— start of EXERCISE INPUTS —

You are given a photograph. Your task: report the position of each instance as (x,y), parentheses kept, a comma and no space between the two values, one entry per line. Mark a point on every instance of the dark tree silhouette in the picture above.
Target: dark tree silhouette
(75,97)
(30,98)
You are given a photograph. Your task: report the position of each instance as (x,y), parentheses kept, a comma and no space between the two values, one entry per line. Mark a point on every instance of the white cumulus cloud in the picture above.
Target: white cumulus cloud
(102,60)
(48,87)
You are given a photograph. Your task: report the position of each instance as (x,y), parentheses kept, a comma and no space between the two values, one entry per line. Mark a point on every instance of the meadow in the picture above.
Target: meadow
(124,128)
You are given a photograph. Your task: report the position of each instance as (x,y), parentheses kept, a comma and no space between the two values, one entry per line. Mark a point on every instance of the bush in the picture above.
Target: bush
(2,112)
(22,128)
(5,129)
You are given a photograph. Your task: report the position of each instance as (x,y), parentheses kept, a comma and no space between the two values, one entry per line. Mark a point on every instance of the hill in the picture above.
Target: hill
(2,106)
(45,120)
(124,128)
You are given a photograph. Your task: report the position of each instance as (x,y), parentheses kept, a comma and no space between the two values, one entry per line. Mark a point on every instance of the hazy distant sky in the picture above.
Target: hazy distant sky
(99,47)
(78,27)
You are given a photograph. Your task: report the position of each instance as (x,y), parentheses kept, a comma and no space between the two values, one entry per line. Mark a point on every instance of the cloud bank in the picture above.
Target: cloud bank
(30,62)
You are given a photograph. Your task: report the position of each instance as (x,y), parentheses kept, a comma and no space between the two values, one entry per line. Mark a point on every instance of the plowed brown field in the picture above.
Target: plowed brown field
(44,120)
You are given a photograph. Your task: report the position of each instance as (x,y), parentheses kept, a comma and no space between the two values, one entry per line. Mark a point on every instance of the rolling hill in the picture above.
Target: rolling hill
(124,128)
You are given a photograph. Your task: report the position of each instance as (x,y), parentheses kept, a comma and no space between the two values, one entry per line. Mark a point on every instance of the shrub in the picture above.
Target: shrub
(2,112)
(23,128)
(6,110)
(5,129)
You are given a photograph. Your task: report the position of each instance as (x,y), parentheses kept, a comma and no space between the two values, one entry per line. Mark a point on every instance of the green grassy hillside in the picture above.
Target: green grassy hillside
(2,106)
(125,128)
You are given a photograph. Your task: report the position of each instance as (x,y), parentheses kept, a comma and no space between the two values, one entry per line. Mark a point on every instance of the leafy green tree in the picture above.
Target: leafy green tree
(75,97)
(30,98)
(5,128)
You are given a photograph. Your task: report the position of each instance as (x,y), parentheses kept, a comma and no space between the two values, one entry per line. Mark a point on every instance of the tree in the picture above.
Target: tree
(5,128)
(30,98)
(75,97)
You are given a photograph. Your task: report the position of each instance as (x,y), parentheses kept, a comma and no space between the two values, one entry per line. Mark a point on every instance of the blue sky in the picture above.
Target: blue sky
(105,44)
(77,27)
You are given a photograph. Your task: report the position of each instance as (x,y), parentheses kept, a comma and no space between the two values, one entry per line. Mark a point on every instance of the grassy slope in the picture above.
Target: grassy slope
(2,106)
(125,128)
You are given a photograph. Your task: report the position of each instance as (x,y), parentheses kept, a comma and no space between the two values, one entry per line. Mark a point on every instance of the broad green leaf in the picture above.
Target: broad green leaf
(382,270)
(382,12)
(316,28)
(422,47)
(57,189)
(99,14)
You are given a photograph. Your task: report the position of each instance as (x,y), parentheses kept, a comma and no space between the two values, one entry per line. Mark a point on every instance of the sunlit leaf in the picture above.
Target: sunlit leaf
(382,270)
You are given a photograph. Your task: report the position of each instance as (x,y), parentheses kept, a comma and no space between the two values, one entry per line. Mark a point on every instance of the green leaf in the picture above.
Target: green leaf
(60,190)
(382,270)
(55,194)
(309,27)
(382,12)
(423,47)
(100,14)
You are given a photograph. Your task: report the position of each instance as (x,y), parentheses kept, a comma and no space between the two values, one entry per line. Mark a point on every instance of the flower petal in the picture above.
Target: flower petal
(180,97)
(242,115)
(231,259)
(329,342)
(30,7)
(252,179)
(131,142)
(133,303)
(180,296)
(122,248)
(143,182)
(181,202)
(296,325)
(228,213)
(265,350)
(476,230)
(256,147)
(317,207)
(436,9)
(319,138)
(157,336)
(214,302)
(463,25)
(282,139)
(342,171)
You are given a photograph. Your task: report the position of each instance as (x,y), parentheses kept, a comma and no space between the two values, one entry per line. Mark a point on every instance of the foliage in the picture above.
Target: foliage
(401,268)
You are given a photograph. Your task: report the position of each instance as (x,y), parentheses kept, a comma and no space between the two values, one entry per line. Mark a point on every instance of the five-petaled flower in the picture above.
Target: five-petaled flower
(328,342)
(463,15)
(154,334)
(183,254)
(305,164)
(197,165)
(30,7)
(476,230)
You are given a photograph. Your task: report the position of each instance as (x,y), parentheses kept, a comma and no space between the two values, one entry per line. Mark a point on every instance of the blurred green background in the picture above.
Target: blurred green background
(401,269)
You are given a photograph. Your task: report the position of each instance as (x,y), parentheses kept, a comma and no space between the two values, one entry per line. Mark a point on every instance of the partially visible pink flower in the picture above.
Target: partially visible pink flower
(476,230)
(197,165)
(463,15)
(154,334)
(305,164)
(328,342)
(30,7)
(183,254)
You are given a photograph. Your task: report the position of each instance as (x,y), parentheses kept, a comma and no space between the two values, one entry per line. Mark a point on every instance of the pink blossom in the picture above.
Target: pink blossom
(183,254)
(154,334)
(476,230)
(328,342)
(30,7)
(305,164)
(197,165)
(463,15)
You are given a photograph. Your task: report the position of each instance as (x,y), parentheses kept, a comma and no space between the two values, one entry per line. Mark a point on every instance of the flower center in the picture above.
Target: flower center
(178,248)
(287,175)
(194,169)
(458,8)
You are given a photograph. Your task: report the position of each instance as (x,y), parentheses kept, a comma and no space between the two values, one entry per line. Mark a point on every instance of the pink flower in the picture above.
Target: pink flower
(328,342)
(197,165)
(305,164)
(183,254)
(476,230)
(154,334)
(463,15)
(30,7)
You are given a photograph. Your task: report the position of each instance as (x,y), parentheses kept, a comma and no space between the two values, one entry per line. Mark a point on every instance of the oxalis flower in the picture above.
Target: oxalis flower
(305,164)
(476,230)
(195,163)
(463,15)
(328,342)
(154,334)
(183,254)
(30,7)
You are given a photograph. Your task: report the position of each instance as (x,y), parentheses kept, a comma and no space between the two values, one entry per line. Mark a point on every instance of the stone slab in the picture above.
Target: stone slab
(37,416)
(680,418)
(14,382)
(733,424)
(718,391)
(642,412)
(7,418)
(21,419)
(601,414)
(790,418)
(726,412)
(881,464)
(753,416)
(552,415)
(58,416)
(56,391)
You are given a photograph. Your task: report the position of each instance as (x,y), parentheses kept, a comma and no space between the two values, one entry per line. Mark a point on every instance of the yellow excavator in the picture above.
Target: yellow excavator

— end of EXERCISE INPUTS —

**INSTRUCTION:**
Using the data above, reproduce every line exactly.

**RESULT OF THIS EXERCISE:**
You are given a photograph. Your task: report the position of each instance as (x,y), parentheses kept, a comma and no space between the two values, one entry per line. Mark a point on every instance of the dark tree silhouette in the picture above.
Target: dark tree silhouette
(75,97)
(30,98)
You are given a photograph. Your task: report the position of each instance as (x,y), parentheses kept, a comma and no space between the two values, one entry per line. Mark a point on every instance of the white cumulus cloud in the picture above.
Target: white cumulus cloud
(102,60)
(48,87)
You are given a photograph. Your task: report the position of each instance as (x,y), parentheses kept, a comma and no space between the two values, one entry per line. Mark a point on every instance of the meadow in the picture above.
Target: meadow
(124,128)
You are given a photograph. Your task: report the position of each instance as (x,y), parentheses kept, a comma and no space between the two values, one entry per line. Mark a point on every instance of the bush in the picture above.
Target: bush
(2,112)
(22,128)
(5,129)
You are given a photograph. Your task: report the position of each instance as (x,y), parentheses kept, a comma and no space between the two values, one entry per line. Mark a point on every instance of the hill in the picture above.
Target: hill
(2,106)
(45,120)
(124,128)
You are given a photograph. Your task: report the position of each instance as (x,y), parentheses kept, a comma and no space between the two values, one entry per line. Mark a point on every instance of the hazy distant sky in the picture above.
Target: hazy distant sky
(99,47)
(78,27)
You are given a photograph. Your task: report the position of each instance as (x,y), parentheses kept, a comma and no space between the two values, one entry per line. Mark a point on every instance of the cloud bank in the picture above.
Target: cloud bank
(30,62)
You are given a photograph. Your task: report the position of each instance as (x,y), parentheses kept, a comma and no space between the two values, one entry per line. Mark a point on every instance of the plowed brown field in the picture above.
Target: plowed brown field
(44,120)
You are given a photograph. Your task: report the position of each instance as (x,y), parentheses kept, a comma and no space between the two values, one entry per line. Mark a point on every instance of the rolling hill in the picture above.
Target: rolling hill
(124,128)
You are given a photograph. Your task: report the position of each instance as (x,y), parentheses kept, a comma and no space between the two values, one entry per line. Mark a point on every instance of the shrub in the picture above.
Target: shrub
(2,112)
(23,128)
(6,110)
(5,129)
You are given a photograph. Your task: report the position of each instance as (x,y), parentheses kept, a comma and no space between the two values, one entry per line. Mark a point on every instance of the green grassy hillside in the picture above.
Target: green grassy hillside
(2,106)
(125,128)
You are given a photograph. Your task: report the position of each instance as (x,y), parentheses kept, a comma and no space between the two values, one entry per line. Mark a point on every instance of the leafy green tree in the picture above.
Target: leafy green tree
(75,97)
(30,98)
(5,128)
You are given a photograph. Your task: report the position of each instance as (x,y), parentheses kept, a comma and no space between the two values, one entry per line. Mark a point on every instance of the tree in the picture above.
Target: tree
(5,128)
(30,98)
(75,97)
You are given a photograph. Your task: report the position of each instance as (x,y), parentheses kept, a comma and no space between the two values, one entry per line. Mark a point on every instance of the blue sky in the picture above.
Target: blue sky
(105,44)
(77,27)
You are given a photograph. Your task: report the position of each instance as (x,y), parentheses kept, a comma and no space between the two values, one entry per line. Mark a point on every instance of the grassy slope in the picture above.
Target: grassy slope
(2,106)
(125,128)
You are given a photograph. Your task: report the position of each instance as (x,y), parentheses kept, a comma and no space between the two values, one entry per line. Mark a point on every instance of the broad green leaf in the picture above.
Target: broad green leaf
(382,270)
(382,12)
(316,28)
(422,47)
(57,189)
(99,14)
You are given a photograph. Your task: report the position of each instance as (x,y), parentheses kept, a comma and no space between the two values, one entry per line. Mark a point on every instance of the sunlit leaf in the picture above.
Target: sunlit leaf
(382,270)
You are given a photograph. Your task: report the position of each instance as (x,y), parentheses kept, a comma and no space between the two values, one entry per line. Mark a point on every instance of the green leaf in the picture above.
Target: green leaf
(60,190)
(382,270)
(55,194)
(309,27)
(382,12)
(423,47)
(100,14)
You are given a photograph. Your task: report the position of each instance as (x,y), parentheses kept, a comma and no space between the two values, one entry per line. Mark a point on every instance of the flower petal in the picture above.
Target: flower petal
(180,97)
(242,115)
(231,259)
(329,342)
(30,7)
(252,179)
(131,142)
(133,303)
(180,296)
(122,248)
(143,182)
(181,202)
(296,325)
(228,213)
(265,350)
(476,230)
(256,147)
(317,207)
(436,9)
(319,138)
(157,336)
(214,302)
(463,25)
(282,139)
(342,171)
You are given a photograph. Your task: report the position of each instance as (x,y), parentheses kept, a comma and no space between the two values, one entry per line. Mark a point on every instance of the foliage in the picture above.
Target: foliage
(401,268)
You are given a photograph. Your task: report the position of each instance as (x,y), parentheses kept, a comma and no space between the two values, one entry per line. Mark a point on every instance of the five-petaled flower in the picture above.
Target: five-petaled flower
(328,342)
(463,15)
(154,334)
(183,254)
(305,164)
(197,165)
(30,7)
(476,230)
You are given a photograph. Your task: report the position of each instance as (x,y), parentheses kept, a comma and no space between the two values, one entry per line. Mark a point on every instance of the blurred green background in the picture above.
Target: blurred green background
(401,269)
You are given a photograph. Your task: report the position of each instance as (x,y), parentheses kept, a comma and no space between the two values, one entry per line. Mark a point on every instance of the partially visible pink flower in the picture above.
Target: partially visible pink flower
(476,230)
(197,165)
(463,15)
(154,334)
(305,164)
(328,342)
(30,7)
(183,254)
You are given a photograph. Your task: report the position of each instance as (x,y), parentheses kept, a comma and no space between the two values, one entry per line. Mark a point on every instance of the pink blossom in the picture above.
Target: pink blossom
(183,254)
(154,334)
(476,230)
(328,342)
(30,7)
(305,164)
(197,165)
(463,15)
You are given a photograph. Your task: report the position of each instance as (x,y), parentheses kept, a comma and no space between the two values, one entry per line. Mark a point on every instance of the flower center in the picture above.
Target: flower center
(178,248)
(287,175)
(194,169)
(458,8)
You are given a photograph. Your task: report the position of each instance as (x,y), parentheses kept, a comma and no space between the two values, one entry per line. Mark a point on every instance of the pink flower in the picture above.
Target: pink flower
(328,342)
(197,165)
(305,164)
(183,254)
(476,230)
(154,334)
(463,15)
(30,7)
You are given a photograph. Your task: report the position of each instance as (x,y), parentheses kept, a comma and no space between the two values, one entry per line. Mark a point on every instance of the oxalis flower in the picture above.
Target: oxalis flower
(305,164)
(476,230)
(195,163)
(463,15)
(328,342)
(154,334)
(183,254)
(30,7)
You are given a photograph. Your task: report the position of each instance as (x,y), parentheses kept, a comma and no space between the two values, one entry per line. Mark a point on every instance of the stone slab in the picture above.
Target: stone slab
(37,416)
(680,418)
(14,382)
(733,424)
(718,391)
(642,412)
(7,418)
(21,419)
(601,414)
(790,418)
(726,412)
(881,464)
(753,416)
(552,415)
(58,416)
(56,391)
You are given a photograph. Your task: report the position of each instance as (x,y), parentheses kept, a comma and no space between the two values, one entry per line. Mark a point on every instance of the yellow excavator in the picture above.
Target: yellow excavator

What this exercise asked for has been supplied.